- [TEXTE EXTRAIT]
□ □ □ □ □

Maurice Blondel (1861-1949). Sub ratione Trinitatis. Légitimation d’une épistémologie de la foi, préf. G. Woimbée

Emmanuel de Ducla
Teología - reviewer : Marie-Jeanne Coutagne

La thèse de l’abbé Emmanuel de Ducla soutenue à l’Institut Catholique de Toulouse le 24 septembre 2020 sort enfin en librairie et il faut s’en réjouir ! L’objet de ce travail est de discerner en quoi la pensée de Maurice Blondel peut contribuer à une réflexion épistémologique pertinente en théologie, dans l’exacte mesure où Blondel n’a cessé de mettre en tension philosophie et théologie provoquant de part et d’autre bien souvent incompréhension et adversité. Si la fécondité philosophique de Blondel se révèle peu à peu aujourd’hui, sa postérité théologique a, d’emblée, été considérable (de Montcheuil, de Lubac, Urs von Balthasar, Rahner…) et reconnue y compris au concile Vatican ii.

Le parti pris de l’A. consiste d’abord à prendre en compte la totalité de l’œuvre blondélienne, et non pas la seule Action de 1893, à partir de l’intention fondamentale du philosophe d’Aix. Le travail rationnel et toujours philosophique se doit d’aller au plus loin jusqu’à ce que la raison reconnaisse son insuffisance, s’ouvre à la foi, dans une relation dialogique enfin apaisée. Si aujourd’hui, encore plus qu’hier, de nombreux soupçons pèsent sur le sérieux des croyances religieuses, y compris (et peut-être surtout !) « le fait chrétien », et si celles-ci sont trop souvent comprises comme surgissant d’un sentiment qui pourrait aller jusqu’à offenser la raison, il est important de pouvoir clairement répondre à la question concernant notre prétention à la connaissance « épistémique » en matière de foi, et, dans ce domaine, Maurice Blondel peut précisément nous apporter de précieux éléments de réponse. Le travail épistémologique de l’A. ici est à souligner dans sa rigueur et sa précision mêmes.

□ □ □ □ □

- [TRAVAIL DEMANDÉ]
A. Citez le passage de la recension sur Maurice Blondel qui commence par « La thèse de » et se termine par « au concile Vatican ii. ».
B. Relevez les noms que la recension sur Maurice Blondel donne entre parenthèses pour illustrer sa postérité théologique.
C. D'après la recension sur Maurice Blondel, où et quand la thèse d'Emmanuel de Ducla a-t-elle été soutenue ?

- [DONNÉES FOURNIES]
□ □ □ □ □

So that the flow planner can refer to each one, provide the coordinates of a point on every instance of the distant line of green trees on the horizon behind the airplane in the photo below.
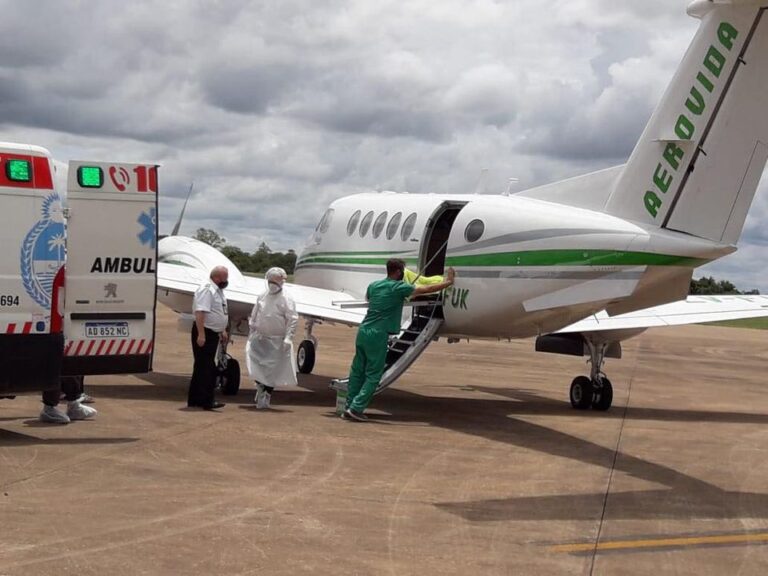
(264, 258)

□ □ □ □ □

- [RÉPONSES AUX CONSIGNES]
A.
La thèse de l’abbé Emmanuel de Ducla soutenue à l’Institut Catholique de Toulouse le 24 septembre 2020 sort enfin en librairie et il faut s’en réjouir ! L’objet de ce travail est de discerner en quoi la pensée de Maurice Blondel peut contribuer à une réflexion épistémologique pertinente en théologie, dans l’exacte mesure où Blondel n’a cessé de mettre en tension philosophie et théologie provoquant de part et d’autre bien souvent incompréhension et adversité. Si la fécondité philosophique de Blondel se révèle peu à peu aujourd’hui, sa postérité théologique a, d’emblée, été considérable (de Montcheuil, de Lubac, Urs von Balthasar, Rahner…) et reconnue y compris au concile Vatican ii.

B. de Montcheuil, de Lubac, Urs von Balthasar, Rahner

C. À l'Institut Catholique de Toulouse, le 24 septembre 2020.